RailsConf 2017

The Secret Life of SQL: How to Optimize Database Performance

The Secret Life of SQL: How to Optimize Database Performance

by Bryana Knight

The video titled "The Secret Life of SQL: How to Optimize Database Performance" by Bryana Knight at RailsConf 2017 explores the intricacies of SQL database performance optimization, specifically focusing on the gray areas of database indexing, common misconceptions, and effective querying techniques. The speaker shares insights drawn from her experience on the platform data team at GitHub.

Key Points Discussed:

  • Understanding Indexes:

    • A database index is essentially a sorted copy of selected columns from a table, allowing rapid access to data. Indexes help filter data, making queries more efficient.
    • Bryana uses an analogy comparing indexes to a book's index, providing an effective way to access specific information without scanning through entire tables.
  • Common Rules of Thumb:

    • Many indexing best practices are not always applicable. For instance, while it seems logical to cover all query fields with indexes, redundancy can lead to unnecessary complexity and degrade performance during data modification operations.

=== Data extract ===
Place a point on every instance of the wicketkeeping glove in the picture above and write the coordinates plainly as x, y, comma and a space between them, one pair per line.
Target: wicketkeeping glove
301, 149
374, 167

=== Tasks to carry out ===
1 – In the SQL talk summary, can you rewrite the paragraph beginning "The video titled" as a shorter version that keeps its main facts?
2 – According to the SQL talk summary, which team at GitHub did Bryana Knight work on?
3 – Carry on the SQL talk summary from its last line.

=== Answers ===
1 – At RailsConf 2017, Bryana Knight gave a talk called "The Secret Life of SQL: How to Optimize Database Performance." It covers SQL database performance and focuses on the gray areas of indexing, common misconceptions, and effective querying techniques. She draws on her experience on GitHub's platform data team.

2 – The platform data team.

3 –
  • Using Index Prefixes and Redundant Indexes:

    • The video introduces the concept of index prefixes, which allow indexing on part of a column's data, useful for large text fields where a full index would be impractical.
    • Examples are provided where certain queries can be optimized and the importance of evaluating existing index structures is emphasized.
  • Optimizing Queries with 'OR' and 'UNION':

    • The speaker explains that using 'OR' can sometimes lead to poor performance because a query may not utilize any index.
    • Instead, using 'UNION' can help in executing separate queries that utilize their respective indexes effectively.
  • Addressing Performance Issues:

    • Even with proper indexing, the query planner may not always utilize indexes optimally. The speaker advises on techniques to guide the planner towards effective indexes.
  • Data Redundancy and Normalization:

    • Bryana also discusses the balance between normalization and denormalizing data in cases where it significantly impacts performance, especially with a high read-to-write ratio.
    • Real-world examples highlight the performance improvements after modifying data structures to reduce complexity in queries.

Conclusions and Takeaways:

  • Indexing should be strategic and not excessive, as over-indexing can lead to storage costs and slowed modifications.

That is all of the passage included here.